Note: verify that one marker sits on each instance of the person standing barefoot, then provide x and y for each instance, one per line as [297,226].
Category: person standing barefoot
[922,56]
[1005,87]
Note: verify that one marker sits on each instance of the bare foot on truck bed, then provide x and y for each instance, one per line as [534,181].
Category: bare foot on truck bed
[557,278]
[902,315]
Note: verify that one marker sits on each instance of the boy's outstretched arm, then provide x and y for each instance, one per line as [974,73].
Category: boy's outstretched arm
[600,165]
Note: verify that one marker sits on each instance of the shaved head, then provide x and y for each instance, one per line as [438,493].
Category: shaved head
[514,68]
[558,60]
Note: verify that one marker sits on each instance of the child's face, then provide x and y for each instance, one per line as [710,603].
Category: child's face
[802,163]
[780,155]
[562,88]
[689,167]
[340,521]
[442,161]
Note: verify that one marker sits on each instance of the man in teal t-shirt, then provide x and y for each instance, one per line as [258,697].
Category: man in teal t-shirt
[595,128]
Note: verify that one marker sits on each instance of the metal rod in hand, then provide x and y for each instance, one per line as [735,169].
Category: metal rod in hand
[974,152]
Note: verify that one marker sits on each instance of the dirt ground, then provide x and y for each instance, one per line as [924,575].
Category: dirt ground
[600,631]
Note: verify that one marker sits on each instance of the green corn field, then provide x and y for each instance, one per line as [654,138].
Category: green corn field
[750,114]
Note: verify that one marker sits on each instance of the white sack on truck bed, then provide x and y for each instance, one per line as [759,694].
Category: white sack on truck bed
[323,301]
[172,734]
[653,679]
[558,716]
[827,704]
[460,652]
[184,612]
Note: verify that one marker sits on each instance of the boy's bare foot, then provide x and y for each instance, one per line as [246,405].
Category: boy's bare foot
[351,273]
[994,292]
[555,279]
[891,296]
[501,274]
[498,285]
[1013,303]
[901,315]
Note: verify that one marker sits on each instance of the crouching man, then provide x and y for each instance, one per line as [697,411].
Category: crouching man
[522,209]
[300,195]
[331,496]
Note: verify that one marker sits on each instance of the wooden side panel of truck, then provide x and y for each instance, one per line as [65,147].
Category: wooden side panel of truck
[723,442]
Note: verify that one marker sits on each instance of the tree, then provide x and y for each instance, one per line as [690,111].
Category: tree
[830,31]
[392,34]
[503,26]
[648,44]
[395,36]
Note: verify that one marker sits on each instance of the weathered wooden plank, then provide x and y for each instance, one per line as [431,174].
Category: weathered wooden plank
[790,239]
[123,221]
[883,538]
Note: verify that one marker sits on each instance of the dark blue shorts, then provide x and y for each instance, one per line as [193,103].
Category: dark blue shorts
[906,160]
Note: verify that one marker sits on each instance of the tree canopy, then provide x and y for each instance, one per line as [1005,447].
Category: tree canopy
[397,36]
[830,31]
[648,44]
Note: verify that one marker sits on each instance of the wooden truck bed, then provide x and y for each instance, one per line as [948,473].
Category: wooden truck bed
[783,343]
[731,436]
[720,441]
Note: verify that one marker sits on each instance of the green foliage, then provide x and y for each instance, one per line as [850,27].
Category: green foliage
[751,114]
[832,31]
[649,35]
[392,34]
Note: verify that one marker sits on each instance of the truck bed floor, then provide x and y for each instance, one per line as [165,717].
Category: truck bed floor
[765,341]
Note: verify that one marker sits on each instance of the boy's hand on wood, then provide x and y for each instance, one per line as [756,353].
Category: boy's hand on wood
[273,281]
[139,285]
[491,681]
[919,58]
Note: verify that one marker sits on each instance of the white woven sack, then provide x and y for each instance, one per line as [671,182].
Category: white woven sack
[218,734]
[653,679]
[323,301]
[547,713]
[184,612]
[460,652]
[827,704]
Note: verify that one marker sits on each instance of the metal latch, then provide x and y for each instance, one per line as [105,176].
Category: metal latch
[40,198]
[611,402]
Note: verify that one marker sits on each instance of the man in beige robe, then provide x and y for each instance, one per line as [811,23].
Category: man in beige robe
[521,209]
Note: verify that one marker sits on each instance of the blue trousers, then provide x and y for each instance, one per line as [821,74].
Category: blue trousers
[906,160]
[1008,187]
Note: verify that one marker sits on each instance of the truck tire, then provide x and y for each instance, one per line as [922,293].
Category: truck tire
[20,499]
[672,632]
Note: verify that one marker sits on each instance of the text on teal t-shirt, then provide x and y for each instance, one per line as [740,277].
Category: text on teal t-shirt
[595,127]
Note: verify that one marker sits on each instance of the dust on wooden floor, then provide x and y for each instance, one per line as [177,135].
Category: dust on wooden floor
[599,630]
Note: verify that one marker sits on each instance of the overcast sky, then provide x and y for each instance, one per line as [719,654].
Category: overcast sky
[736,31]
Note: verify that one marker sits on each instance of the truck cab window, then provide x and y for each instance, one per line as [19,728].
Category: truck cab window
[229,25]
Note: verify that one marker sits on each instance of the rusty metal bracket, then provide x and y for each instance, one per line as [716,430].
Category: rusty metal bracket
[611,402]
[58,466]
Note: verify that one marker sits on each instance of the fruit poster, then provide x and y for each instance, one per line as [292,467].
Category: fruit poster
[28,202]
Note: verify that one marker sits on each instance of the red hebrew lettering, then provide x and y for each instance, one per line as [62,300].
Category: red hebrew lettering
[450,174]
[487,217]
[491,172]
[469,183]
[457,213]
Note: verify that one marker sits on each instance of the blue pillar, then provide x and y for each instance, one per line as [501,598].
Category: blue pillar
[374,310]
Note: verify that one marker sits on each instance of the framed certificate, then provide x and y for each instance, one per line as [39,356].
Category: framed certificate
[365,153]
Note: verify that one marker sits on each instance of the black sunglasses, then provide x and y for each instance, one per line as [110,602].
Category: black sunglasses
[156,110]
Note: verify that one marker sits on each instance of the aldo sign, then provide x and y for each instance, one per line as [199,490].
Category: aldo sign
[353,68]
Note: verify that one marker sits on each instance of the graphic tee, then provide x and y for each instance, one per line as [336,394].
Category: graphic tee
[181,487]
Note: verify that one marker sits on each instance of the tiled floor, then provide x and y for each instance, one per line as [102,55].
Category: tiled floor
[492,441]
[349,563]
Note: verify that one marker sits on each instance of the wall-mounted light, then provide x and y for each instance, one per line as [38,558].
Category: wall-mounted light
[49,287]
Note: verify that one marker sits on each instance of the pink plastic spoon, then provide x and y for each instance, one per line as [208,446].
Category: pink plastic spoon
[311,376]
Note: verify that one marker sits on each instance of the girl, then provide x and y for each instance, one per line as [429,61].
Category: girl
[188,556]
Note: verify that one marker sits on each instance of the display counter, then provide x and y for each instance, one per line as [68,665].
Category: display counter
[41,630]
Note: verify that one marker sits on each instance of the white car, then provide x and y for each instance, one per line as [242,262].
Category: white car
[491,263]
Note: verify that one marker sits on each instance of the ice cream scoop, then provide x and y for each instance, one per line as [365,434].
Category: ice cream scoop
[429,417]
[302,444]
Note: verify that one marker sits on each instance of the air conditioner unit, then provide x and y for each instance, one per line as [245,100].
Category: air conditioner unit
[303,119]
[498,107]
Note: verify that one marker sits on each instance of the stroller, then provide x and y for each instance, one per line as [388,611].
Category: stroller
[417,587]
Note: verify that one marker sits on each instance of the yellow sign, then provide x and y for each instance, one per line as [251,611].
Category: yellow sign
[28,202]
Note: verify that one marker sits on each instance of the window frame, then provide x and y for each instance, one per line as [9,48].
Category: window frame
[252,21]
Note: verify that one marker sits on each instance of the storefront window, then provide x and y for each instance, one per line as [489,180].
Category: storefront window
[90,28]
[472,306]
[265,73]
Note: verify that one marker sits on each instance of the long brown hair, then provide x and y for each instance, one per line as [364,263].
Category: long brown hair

════════════════════

■ **Your objective**: Show the data once more, exactly as it was written.

■ **Correct response**:
Note: verify that one marker sits on each instance of the person standing barefoot, then provide x and y for each instance, one per line as [297,226].
Category: person standing barefoot
[922,56]
[1005,87]
Note: verify that one marker sits on each instance of the bare foot on truck bed, then provide x and y for each instance, one per line as [534,181].
Category: bare foot on truck bed
[557,278]
[902,315]
Note: verify that one marker sits on each instance of the boy's outstretched arm, then provide x and y for each instance, one per line as [974,73].
Category: boy's outstretched arm
[600,165]
Note: verify that one marker sits on each instance of the shaved head, then provide x and y for each instance, one per line as [438,493].
Category: shaved head
[514,68]
[558,60]
Note: verify that one marker sits on each instance of the child's face, then provide x and y for each instance, one per line as [710,603].
Category: child's face
[802,163]
[780,155]
[562,88]
[689,167]
[340,521]
[442,161]
Note: verify that one marker sits on each instance of the man in teal t-shirt, then provide x and y for each instance, one per line as [258,697].
Category: man in teal t-shirt
[595,128]
Note: verify that one marker sits on each instance of the metal rod in hand, then provide x and y for each instance, one per line as [735,169].
Category: metal rod in hand
[974,152]
Note: verify that one marker sits on each instance of the dirt ground, then provide x and y for each instance, one per line as [924,575].
Category: dirt ground
[600,631]
Note: verify that one marker sits on each instance of the green corn field, then provide x and y for each instance, one per line as [654,138].
Category: green corn field
[750,114]
Note: verify that one marker sits on each instance of the white sack on truck bed, then provide x and y for each instance, one per line as [759,694].
Category: white sack on truck bed
[323,301]
[172,734]
[653,679]
[558,716]
[827,704]
[460,652]
[184,612]
Note: verify that one marker sits on each instance of the boy's bare foot, then provide x and y for each instance, one per line as [246,405].
Category: boy's bare foot
[351,273]
[994,292]
[555,279]
[891,296]
[501,274]
[498,285]
[1013,303]
[901,315]
Note: verify that one marker sits on each instance of the crouching man, then provide x and y for each instance, one per line as [697,411].
Category: crouching man
[522,209]
[300,195]
[331,496]
Note: verify that one marker sits on each instance of the wooden side panel of truck, then provide x and y for each instance, one per line as [65,147].
Category: wooden side panel of truck
[723,442]
Note: verify that one marker sits on each instance of the tree, then provide x and y for each instance, one per line as [690,111].
Category: tree
[830,31]
[392,34]
[503,26]
[648,44]
[395,36]
Note: verify that one marker sits on each instance of the weathered wooden plank, then provide x and y for each instance, one per line as [431,174].
Category: weathered wooden plank
[790,239]
[123,221]
[883,538]
Note: verify that one marker sits on each instance of the dark blue shorts, then provide x and y for each instance, one per line as [193,103].
Category: dark blue shorts
[906,160]
Note: verify that one marker sits on each instance of the tree canopy, then provide x and y for each instance, one per line as [1005,447].
Category: tree canopy
[397,36]
[830,31]
[648,44]
Note: verify that one marker sits on each instance of the wooden truck bed, then provide x and y for each instance, one per line as [948,473].
Category: wooden truck bed
[783,343]
[731,436]
[720,441]
Note: verify that one marker sits on each instance of the green foliage, then provide x and y for each instance, one per line as [850,27].
Category: green foliage
[751,114]
[832,31]
[649,35]
[392,34]
Note: verify that one marker sits on each instance of the truck bed floor, then provide x and y for each instance, one per line as [165,717].
Category: truck bed floor
[765,341]
Note: verify that one marker sits on each instance of the boy's hand on wood, then provide x and y for each instance, one per line as [756,353].
Category: boy's hand on wood
[273,281]
[139,285]
[491,681]
[919,58]
Note: verify that one marker sits on each instance of the white woven sack, then provide x and y for each instance, one per line as [671,182].
Category: white woven sack
[218,734]
[653,679]
[323,301]
[547,713]
[184,612]
[460,652]
[827,704]
Note: verify that one marker sits on each instance of the metal latch, then provide x and y for each instance, one per line as [105,176].
Category: metal latch
[40,198]
[611,402]
Note: verify that one marker sits on each instance of the man in beige robe, then provide x and y for each instance, one per line as [811,23].
Category: man in beige robe
[521,209]
Note: verify that one marker sits on each instance of the blue trousers, then provide x and y for each instance, one per line as [821,74].
Category: blue trousers
[906,160]
[1008,187]
Note: verify that one marker sits on each instance of the truck tire, then provide x and y for each instance, one per line as [922,293].
Category: truck tire
[20,499]
[672,632]
Note: verify that one marker sits on each instance of the text on teal t-shirt, then provide x and y for each instance, one per line as [740,277].
Category: text on teal t-shirt
[595,127]
Note: verify that one marker sits on each instance of the dust on wooden floor, then provide x and y for each instance, one per line as [177,135].
Category: dust on wooden floor
[599,630]
Note: verify that one marker sits on each instance of the overcast sky, then provide x and y for each instance, one per line as [719,654].
Category: overcast sky
[736,31]
Note: verify that one marker sits on each instance of the truck cab window, then provide x and y for each instance, one per line as [19,728].
Category: truck cab window
[229,25]
Note: verify that one marker sits on each instance of the rusty metal bracket, then provide x and y for each instance, one per line as [716,430].
Category: rusty metal bracket
[611,402]
[58,466]
Note: verify that one marker sits on each instance of the fruit poster, then provide x and y for each instance, one per line as [292,467].
Category: fruit poster
[28,202]
Note: verify that one marker sits on each instance of the red hebrew lettering, then provide x and y for each instance, one per line as [62,300].
Category: red hebrew lettering
[450,174]
[487,217]
[491,172]
[469,183]
[457,213]
Note: verify that one marker sits on each instance of the blue pillar, then provide x and y for each instance, one per line as [501,598].
Category: blue pillar
[374,310]
Note: verify that one marker sits on each instance of the framed certificate, then provide x and y for each instance, one per line as [39,356].
Category: framed certificate
[365,153]
Note: verify that one marker sits on each instance of the black sunglasses, then provide x and y for each instance, one per line as [110,602].
Category: black sunglasses
[156,110]
Note: verify that one marker sits on each instance of the aldo sign, then provide x and y for each instance, one per line as [199,490].
Category: aldo sign
[353,68]
Note: verify that one marker sits on each instance of the graphic tee, then provide x and y for each instance, one per line as [336,394].
Category: graphic tee
[181,487]
Note: verify that one marker sits on each instance of the tiled floor, then provide x and y for each instance, one per line as [102,55].
Category: tiled floor
[492,441]
[349,563]
Note: verify that one marker sits on each instance of the wall-mounted light, then provide x and y for each instance, one per line as [38,558].
Category: wall-mounted light
[49,287]
Note: verify that one marker sits on each instance of the pink plastic spoon, then provide x and y for each instance, one per line as [208,446].
Category: pink plastic spoon
[311,376]
Note: verify that one marker sits on each instance of the girl, then provide x and y for each instance, one per line as [429,61].
Category: girl
[188,556]
Note: verify that one marker sits on each instance of the display counter, then provide x and y for each instance, one per line as [68,665].
Category: display counter
[41,630]
Note: verify that one marker sits on each instance of the white car, then provide x and y for each instance, one per line as [242,262].
Category: white car
[491,263]
Note: verify that one marker sits on each instance of the ice cream scoop, then provide x and y for each instance, one per line as [365,434].
Category: ice cream scoop
[429,417]
[302,444]
Note: verify that one marker sits on each instance of the air conditioner unit, then provide x and y for each instance, one per line as [245,100].
Category: air conditioner unit
[303,119]
[498,107]
Note: verify that one marker sits on each instance of the stroller, then provide x and y for each instance, one per line as [388,611].
Category: stroller
[417,587]
Note: verify that one marker sits on each instance of the yellow sign, then provide x and y for each instance, one per line as [251,611].
Category: yellow sign
[28,202]
Note: verify that one marker sits on each instance of the window frame, then provide x and y for each instance, one per line as [9,48].
Category: window frame
[252,21]
Note: verify that one marker sits on each instance of the storefront window, then provide x and y for each instance, one per line as [489,180].
Category: storefront window
[90,28]
[472,306]
[265,73]
Note: verify that one marker sits on each instance of the long brown hair, then provide x and y for each instance, one per line as [364,263].
Category: long brown hair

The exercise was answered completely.